== Your objective ==
Copy each line below without leaving any out.

== Input material ==
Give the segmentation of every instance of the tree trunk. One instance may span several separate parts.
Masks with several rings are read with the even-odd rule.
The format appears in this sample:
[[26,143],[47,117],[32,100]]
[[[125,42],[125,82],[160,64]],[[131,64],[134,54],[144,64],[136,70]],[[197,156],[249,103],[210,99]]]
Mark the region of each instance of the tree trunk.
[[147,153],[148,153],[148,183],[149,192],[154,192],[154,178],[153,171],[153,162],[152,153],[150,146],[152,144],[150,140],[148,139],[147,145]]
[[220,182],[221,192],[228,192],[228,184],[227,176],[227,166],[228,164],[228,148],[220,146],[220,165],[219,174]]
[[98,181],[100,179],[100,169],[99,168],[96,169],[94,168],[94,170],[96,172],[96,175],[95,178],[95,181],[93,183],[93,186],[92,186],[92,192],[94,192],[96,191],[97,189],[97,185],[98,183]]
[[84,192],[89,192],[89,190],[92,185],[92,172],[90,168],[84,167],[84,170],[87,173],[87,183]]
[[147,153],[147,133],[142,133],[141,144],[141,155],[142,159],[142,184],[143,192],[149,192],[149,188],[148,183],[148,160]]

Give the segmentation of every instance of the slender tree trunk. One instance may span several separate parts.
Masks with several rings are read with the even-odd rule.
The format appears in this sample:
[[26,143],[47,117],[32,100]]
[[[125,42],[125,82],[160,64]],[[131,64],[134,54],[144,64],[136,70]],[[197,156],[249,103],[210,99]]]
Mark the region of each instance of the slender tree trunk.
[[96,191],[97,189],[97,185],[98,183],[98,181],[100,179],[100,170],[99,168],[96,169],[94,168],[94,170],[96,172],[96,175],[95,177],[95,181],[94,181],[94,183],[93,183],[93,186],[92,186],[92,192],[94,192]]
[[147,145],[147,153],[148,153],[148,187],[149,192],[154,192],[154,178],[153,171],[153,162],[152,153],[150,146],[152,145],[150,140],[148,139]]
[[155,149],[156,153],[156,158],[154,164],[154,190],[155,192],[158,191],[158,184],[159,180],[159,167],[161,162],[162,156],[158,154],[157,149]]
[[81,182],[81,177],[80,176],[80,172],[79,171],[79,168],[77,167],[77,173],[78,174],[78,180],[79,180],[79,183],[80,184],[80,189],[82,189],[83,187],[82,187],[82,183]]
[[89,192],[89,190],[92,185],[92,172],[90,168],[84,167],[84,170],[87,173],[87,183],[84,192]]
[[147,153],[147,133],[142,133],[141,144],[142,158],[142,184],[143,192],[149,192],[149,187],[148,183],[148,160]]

== Complete output ==
Give the segmentation of every instance of the tree trunk. One instance may span several separate parts.
Masks with several rings are read with the even-odd rule.
The format appears in this sample:
[[26,143],[47,117],[32,100]]
[[[125,42],[125,82],[160,64]],[[131,64],[134,54],[144,64],[136,70]],[[197,156],[249,103],[210,99]]]
Mark the region of each instance of the tree trunk.
[[147,153],[148,153],[148,183],[149,192],[154,192],[154,178],[153,171],[153,162],[152,153],[150,146],[152,144],[150,140],[148,139],[147,145]]
[[220,182],[221,192],[228,192],[228,184],[227,176],[227,166],[228,164],[228,148],[220,146],[220,165],[219,174]]
[[98,181],[100,179],[100,169],[99,168],[96,169],[94,168],[94,170],[96,172],[96,175],[95,178],[95,181],[93,183],[93,186],[92,186],[92,192],[94,192],[96,191],[97,189],[97,185],[98,183]]
[[84,192],[89,192],[89,190],[92,185],[92,172],[90,168],[84,167],[84,170],[87,173],[87,183]]
[[147,153],[147,133],[142,133],[141,144],[141,155],[142,159],[142,184],[143,192],[149,192],[149,188],[148,183],[148,160]]

Give the segmentation of every instance of the slender tree trunk. One instance may span several separate parts.
Masks with several rings are read with the even-odd rule.
The format appears in this sample:
[[26,143],[47,117],[32,100]]
[[[125,42],[125,82],[160,64]],[[131,64],[134,54],[144,64],[136,70]],[[197,156],[249,103],[210,99]]]
Mark the region of each instance of the slender tree trunk.
[[96,191],[97,189],[97,185],[98,183],[98,181],[100,179],[100,170],[99,168],[96,169],[94,168],[94,170],[96,172],[96,175],[95,177],[95,181],[94,181],[94,183],[93,183],[93,186],[92,186],[92,192],[94,192]]
[[147,145],[147,153],[148,153],[148,187],[149,192],[154,192],[154,178],[153,171],[153,162],[152,153],[150,146],[152,145],[150,140],[148,139]]
[[155,149],[156,153],[156,158],[154,164],[154,190],[155,192],[158,191],[158,184],[159,180],[159,167],[161,162],[162,156],[158,154],[157,149]]
[[81,182],[81,177],[80,176],[80,172],[79,171],[79,168],[77,167],[77,173],[78,174],[78,180],[79,180],[79,183],[80,184],[80,189],[82,189],[83,187],[82,187],[82,183]]
[[89,192],[89,190],[92,185],[92,172],[90,168],[84,167],[84,170],[87,173],[87,183],[84,192]]
[[147,153],[147,133],[142,133],[141,144],[142,158],[142,184],[143,192],[149,192],[149,187],[148,183],[148,160]]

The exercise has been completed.